Threads the Assembler way

For this article, I wanted to try to use threads via pthreads, but from assembler instead of from C. Cutting to the chase, it is not only possible, but also relatively easy, but I also made many mistakes on the way there.

Perils of Assembler programming

As you know, I've written a handful of Assembler programs for my blog at this point. It seems to be a good point to talk briefly about the main difference or the main challenge I met with while programming on that level.

Having written a few medium-sized C programs (including drivers running on Windows), one might believe to know low-level programming. But writing Assembler code clearly shows that C actually is a high-level programming language. Yes, if you hear "high-level programming language", you might expect nice productivity features like garbage collection or dynamic typing (or at least language support for OOP). But if you change your point of view somewhat, you will see that C makes a lot of stuff easy, safe and comfortable.

Yes, I just said that coding in C is safe. Again, that is relative to Assembler: The main problem I had while writing my Assembler programs was that I wrote code I was quite certain it would work - how could it not, as reasoning about it seemed straight-forward? - but when running it, the output was either "segmentation fault" or "bus error".

### Dataset excerpt
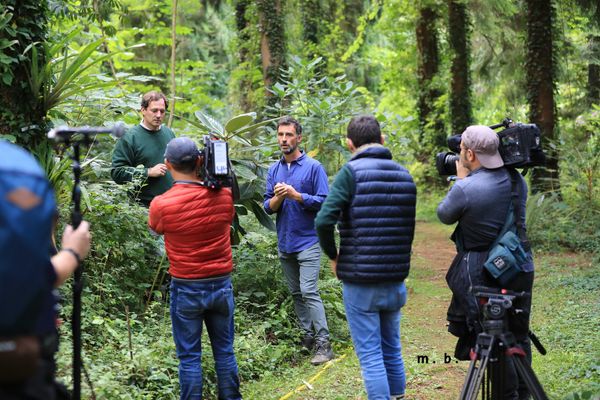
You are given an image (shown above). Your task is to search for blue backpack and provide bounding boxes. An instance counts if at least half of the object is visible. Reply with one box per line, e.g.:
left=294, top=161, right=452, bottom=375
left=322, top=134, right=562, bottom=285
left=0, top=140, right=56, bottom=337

### Instructions
1) Write out the assembler threads article from "As you know, I've" down to "safe and comfortable.".
2) In the article on threads in assembler, why does the author call coding in C safe?
3) In the article on threads in assembler, what did the author want to use to work with threads?

### Final results
1)
As you know, I've written a handful of Assembler programs for my blog at this point. It seems to be a good point to talk briefly about the main difference or the main challenge I met with while programming on that level.

Having written a few medium-sized C programs (including drivers running on Windows), one might believe to know low-level programming. But writing Assembler code clearly shows that C actually is a high-level programming language. Yes, if you hear "high-level programming language", you might expect nice productivity features like garbage collection or dynamic typing (or at least language support for OOP). But if you change your point of view somewhat, you will see that C makes a lot of stuff easy, safe and comfortable.

2) The author calls C safe only in comparison with Assembler. In Assembler, code the author felt certain would work often failed when run, with a "segmentation fault" or "bus error".

3) Pthreads.